--- Begin MATERIAL PROVIDED ---

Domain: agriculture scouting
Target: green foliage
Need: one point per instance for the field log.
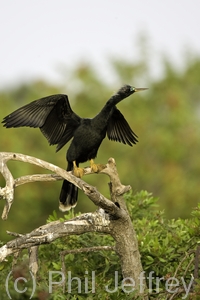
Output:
(167, 250)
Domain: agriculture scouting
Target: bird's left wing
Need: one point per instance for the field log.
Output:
(119, 130)
(52, 114)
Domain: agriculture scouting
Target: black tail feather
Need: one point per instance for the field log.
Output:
(68, 194)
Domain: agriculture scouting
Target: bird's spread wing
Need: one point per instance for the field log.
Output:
(52, 114)
(119, 130)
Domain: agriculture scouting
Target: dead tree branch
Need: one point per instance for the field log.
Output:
(111, 218)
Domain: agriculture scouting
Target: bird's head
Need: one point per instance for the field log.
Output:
(128, 90)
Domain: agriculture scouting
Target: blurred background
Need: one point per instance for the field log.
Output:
(88, 50)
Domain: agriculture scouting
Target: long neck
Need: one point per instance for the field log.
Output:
(104, 115)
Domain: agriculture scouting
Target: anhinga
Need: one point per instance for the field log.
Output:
(58, 123)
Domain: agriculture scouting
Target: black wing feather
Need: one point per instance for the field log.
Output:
(52, 114)
(119, 130)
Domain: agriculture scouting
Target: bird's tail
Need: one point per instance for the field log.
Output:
(68, 194)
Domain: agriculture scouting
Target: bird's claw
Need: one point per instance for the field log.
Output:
(96, 167)
(78, 172)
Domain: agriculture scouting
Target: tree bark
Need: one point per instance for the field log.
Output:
(112, 217)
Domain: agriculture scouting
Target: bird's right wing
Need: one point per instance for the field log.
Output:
(52, 114)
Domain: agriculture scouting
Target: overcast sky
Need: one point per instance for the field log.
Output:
(38, 37)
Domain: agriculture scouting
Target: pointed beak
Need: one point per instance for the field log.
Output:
(140, 89)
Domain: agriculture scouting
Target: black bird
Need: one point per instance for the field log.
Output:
(58, 123)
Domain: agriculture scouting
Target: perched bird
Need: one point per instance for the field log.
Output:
(59, 124)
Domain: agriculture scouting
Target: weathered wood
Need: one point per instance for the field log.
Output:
(112, 217)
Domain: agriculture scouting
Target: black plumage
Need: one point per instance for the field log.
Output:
(59, 124)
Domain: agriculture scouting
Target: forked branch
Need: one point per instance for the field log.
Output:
(111, 218)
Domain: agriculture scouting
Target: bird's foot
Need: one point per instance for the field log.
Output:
(96, 167)
(78, 172)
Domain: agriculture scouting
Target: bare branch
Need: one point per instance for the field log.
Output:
(112, 217)
(7, 192)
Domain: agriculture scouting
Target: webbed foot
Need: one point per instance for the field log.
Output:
(78, 172)
(96, 167)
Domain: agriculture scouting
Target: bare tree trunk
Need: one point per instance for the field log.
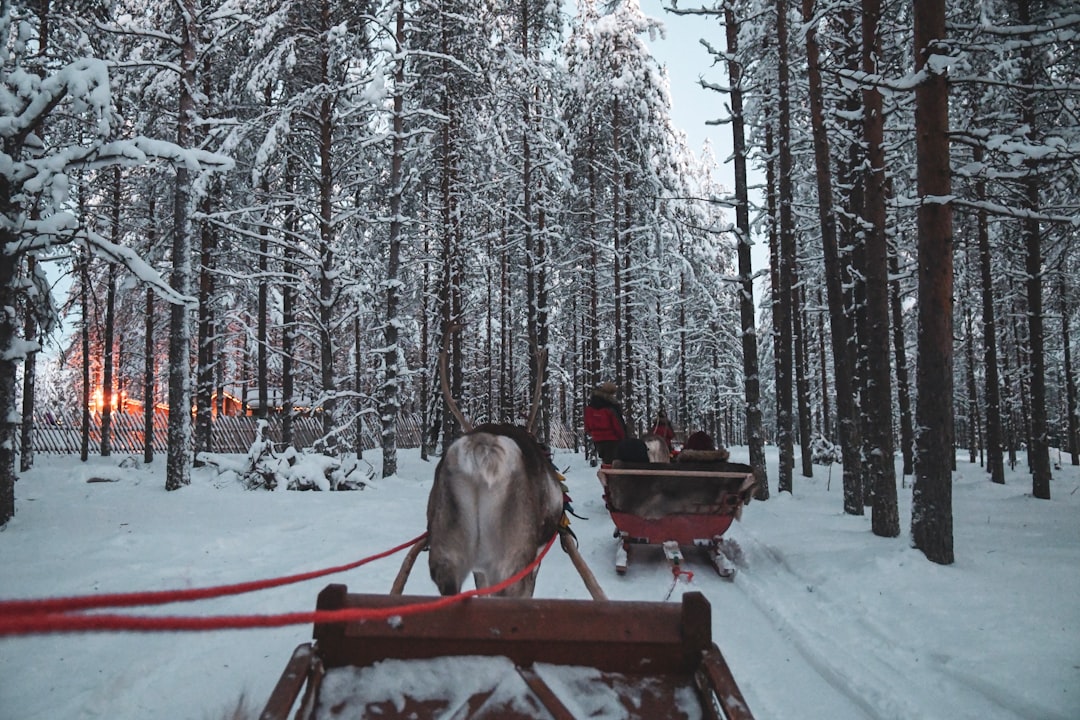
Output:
(969, 348)
(391, 401)
(84, 336)
(878, 435)
(752, 388)
(932, 492)
(108, 383)
(994, 431)
(178, 463)
(326, 231)
(29, 380)
(9, 426)
(205, 362)
(903, 384)
(1072, 443)
(801, 381)
(148, 372)
(783, 310)
(840, 329)
(288, 309)
(1038, 449)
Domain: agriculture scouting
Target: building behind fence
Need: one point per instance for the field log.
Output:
(61, 432)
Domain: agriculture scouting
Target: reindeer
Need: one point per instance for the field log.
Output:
(495, 502)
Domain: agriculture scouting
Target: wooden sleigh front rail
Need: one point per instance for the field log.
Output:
(655, 490)
(624, 647)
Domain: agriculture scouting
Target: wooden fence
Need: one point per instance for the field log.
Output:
(59, 432)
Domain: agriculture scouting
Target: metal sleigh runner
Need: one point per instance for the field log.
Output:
(677, 505)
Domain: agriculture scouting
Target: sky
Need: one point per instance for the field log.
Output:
(693, 107)
(823, 619)
(688, 62)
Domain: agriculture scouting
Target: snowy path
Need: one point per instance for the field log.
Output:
(839, 659)
(825, 621)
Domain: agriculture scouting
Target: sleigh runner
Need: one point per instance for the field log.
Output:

--- End MATERIAL PROVIDED ---

EXERCISE –
Which lines in the entries above contain the word "branch"? Show each of those lines in full.

FINISHED ANSWER –
Target: dead tree branch
Target: forked branch
Target: bare branch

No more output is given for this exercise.